_LISTED ENTRIES_

Start

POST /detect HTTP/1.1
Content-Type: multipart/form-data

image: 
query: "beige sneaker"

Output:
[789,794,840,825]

End
Start

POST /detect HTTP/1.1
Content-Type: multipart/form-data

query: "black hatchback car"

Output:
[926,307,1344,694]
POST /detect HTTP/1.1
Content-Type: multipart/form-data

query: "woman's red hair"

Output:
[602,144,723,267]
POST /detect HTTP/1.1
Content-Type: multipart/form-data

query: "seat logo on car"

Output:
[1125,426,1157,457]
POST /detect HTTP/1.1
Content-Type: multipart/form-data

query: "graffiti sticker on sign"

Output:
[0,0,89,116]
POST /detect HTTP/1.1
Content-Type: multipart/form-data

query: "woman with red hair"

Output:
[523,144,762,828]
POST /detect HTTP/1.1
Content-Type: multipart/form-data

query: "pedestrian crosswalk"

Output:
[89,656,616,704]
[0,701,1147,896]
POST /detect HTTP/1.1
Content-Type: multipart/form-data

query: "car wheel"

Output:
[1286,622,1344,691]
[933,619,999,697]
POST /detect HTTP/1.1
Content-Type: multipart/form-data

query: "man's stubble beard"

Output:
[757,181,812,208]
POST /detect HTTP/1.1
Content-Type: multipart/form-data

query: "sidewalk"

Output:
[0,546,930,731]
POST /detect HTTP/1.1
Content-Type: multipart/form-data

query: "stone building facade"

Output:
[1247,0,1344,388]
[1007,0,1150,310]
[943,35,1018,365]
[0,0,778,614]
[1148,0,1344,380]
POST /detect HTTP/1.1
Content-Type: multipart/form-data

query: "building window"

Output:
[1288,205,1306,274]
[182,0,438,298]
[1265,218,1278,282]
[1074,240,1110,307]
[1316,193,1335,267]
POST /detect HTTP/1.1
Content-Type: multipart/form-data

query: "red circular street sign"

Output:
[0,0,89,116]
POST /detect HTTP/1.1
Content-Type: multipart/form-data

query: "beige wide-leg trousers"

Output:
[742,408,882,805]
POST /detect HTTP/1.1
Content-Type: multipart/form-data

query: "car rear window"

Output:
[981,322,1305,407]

End

_YOUR GOAL_
Which lines in the rows above contain the word "building"? Gather every one of them, copied in full.

_ANSWER TO THE TASK_
query: "stone building facade"
query: "building window"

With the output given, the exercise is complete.